[[ DATA RECORDS, beginning ]]

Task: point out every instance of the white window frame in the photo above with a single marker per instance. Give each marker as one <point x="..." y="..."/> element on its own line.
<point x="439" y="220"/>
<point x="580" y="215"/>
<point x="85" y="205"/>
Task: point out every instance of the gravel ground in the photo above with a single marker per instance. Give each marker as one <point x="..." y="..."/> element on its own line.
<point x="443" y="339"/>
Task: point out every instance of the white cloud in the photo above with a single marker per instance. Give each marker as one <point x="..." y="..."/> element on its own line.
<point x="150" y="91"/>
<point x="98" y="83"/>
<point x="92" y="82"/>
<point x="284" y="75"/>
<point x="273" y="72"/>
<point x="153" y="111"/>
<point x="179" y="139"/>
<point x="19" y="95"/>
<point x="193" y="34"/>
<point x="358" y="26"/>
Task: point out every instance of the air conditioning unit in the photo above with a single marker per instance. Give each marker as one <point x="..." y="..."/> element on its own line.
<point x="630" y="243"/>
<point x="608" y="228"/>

[[ DATA RECORDS, end ]]

• [TASK DESCRIPTION]: Word for word, write out all the lines shown above.

• [WRITTEN ANSWER]:
Task: point out every instance of the white window frame in the photo above with a single marker per instance. Give each marker as one <point x="..." y="..."/> element on its own line.
<point x="439" y="220"/>
<point x="580" y="215"/>
<point x="85" y="205"/>
Task: point out every instance of the gravel ground in the photo above with a single marker per instance. Give each marker as one <point x="..." y="..."/> element on its own line.
<point x="443" y="339"/>
Task: point out every instance of the white cloud in the photo above with a single marker per instance. Give each marker as one <point x="..." y="..."/> element on its own line.
<point x="150" y="91"/>
<point x="98" y="83"/>
<point x="92" y="82"/>
<point x="284" y="75"/>
<point x="273" y="72"/>
<point x="153" y="111"/>
<point x="179" y="139"/>
<point x="19" y="95"/>
<point x="193" y="34"/>
<point x="358" y="26"/>
Task: point out every instance of the air conditioning unit in the photo above with a single marker per instance. Give each marker as one <point x="..." y="..."/> element on its own line.
<point x="630" y="243"/>
<point x="608" y="228"/>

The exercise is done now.